Excerpts from point annotation data
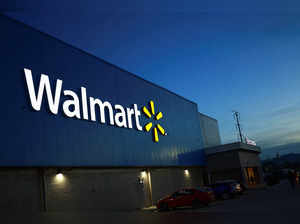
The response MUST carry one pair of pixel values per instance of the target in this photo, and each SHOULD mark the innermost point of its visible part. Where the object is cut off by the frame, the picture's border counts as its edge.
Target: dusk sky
(223, 55)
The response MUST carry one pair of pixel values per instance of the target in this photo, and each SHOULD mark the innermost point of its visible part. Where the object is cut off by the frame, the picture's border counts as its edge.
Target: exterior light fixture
(59, 176)
(186, 172)
(143, 174)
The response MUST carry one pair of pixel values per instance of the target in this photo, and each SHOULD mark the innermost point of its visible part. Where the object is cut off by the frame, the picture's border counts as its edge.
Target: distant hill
(292, 148)
(290, 158)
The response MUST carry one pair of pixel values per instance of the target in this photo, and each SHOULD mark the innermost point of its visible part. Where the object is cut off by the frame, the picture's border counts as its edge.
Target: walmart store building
(78, 133)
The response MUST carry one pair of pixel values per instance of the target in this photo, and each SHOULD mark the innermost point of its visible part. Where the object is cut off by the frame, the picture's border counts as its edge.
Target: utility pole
(236, 116)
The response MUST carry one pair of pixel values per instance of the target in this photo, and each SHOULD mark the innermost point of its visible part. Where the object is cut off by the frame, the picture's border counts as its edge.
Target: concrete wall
(167, 181)
(90, 189)
(222, 161)
(209, 131)
(47, 139)
(20, 190)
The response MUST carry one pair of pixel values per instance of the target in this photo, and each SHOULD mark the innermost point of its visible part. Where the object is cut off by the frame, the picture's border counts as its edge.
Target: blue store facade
(70, 113)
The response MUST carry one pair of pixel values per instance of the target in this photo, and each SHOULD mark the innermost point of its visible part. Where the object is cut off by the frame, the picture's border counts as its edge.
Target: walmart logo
(157, 117)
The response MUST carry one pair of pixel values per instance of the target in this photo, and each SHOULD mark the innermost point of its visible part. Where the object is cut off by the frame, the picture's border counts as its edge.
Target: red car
(187, 197)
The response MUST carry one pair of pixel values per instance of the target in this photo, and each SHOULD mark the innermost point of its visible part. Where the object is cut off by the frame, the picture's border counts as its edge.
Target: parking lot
(277, 204)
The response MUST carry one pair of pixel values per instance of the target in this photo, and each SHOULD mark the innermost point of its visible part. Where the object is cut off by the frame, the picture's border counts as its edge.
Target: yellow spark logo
(149, 125)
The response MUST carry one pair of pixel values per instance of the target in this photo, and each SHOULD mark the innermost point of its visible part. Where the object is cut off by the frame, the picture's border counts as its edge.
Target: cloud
(286, 110)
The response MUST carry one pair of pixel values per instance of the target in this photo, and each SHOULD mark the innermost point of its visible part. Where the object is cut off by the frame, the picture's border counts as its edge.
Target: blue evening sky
(224, 55)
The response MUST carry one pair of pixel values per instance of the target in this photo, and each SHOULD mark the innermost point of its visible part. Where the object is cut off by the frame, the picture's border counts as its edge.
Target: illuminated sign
(72, 106)
(149, 125)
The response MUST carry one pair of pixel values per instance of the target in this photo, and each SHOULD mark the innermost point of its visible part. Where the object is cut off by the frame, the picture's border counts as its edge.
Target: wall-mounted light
(143, 174)
(59, 176)
(186, 172)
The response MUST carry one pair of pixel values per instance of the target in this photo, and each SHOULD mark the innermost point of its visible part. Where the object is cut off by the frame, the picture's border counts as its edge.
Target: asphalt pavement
(277, 204)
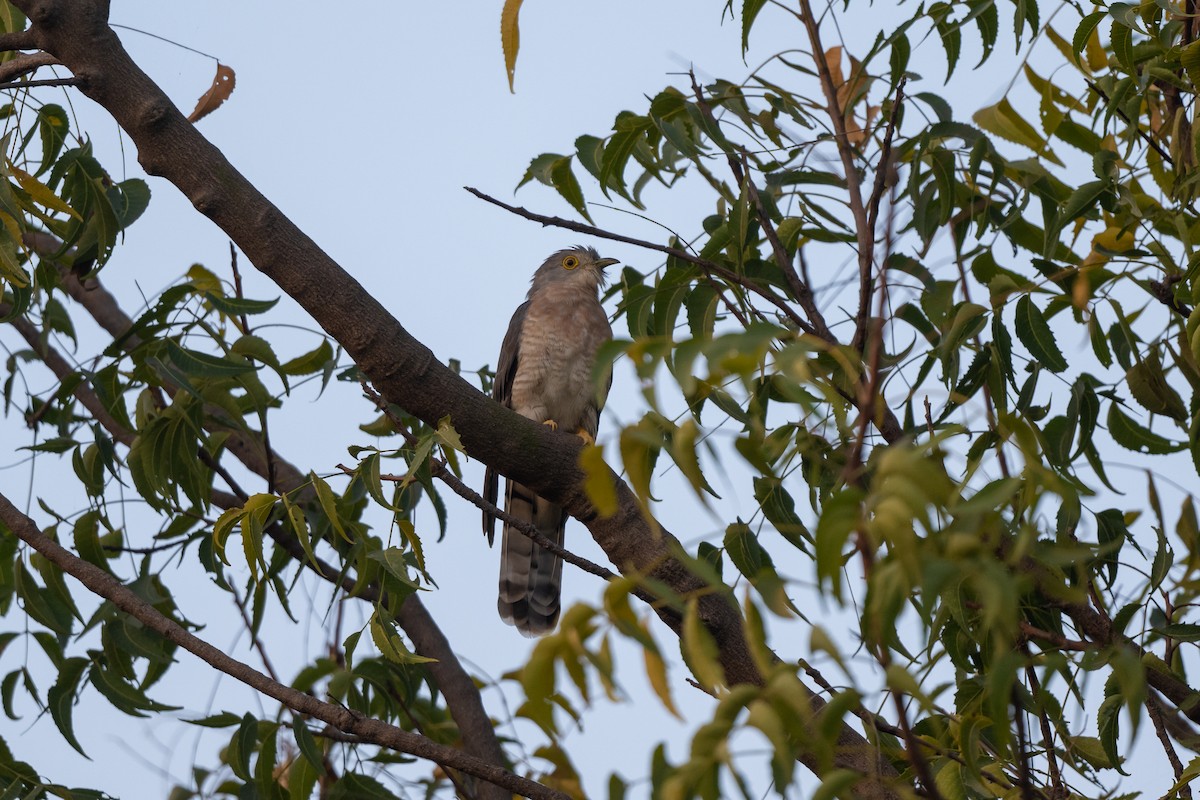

» **Requirement**: Please extract every line of the data above that contains the string "logo", treating uppercase and lowercase as different.

» **Worked answer**:
Target: walmart logo
Target: yellow spark logo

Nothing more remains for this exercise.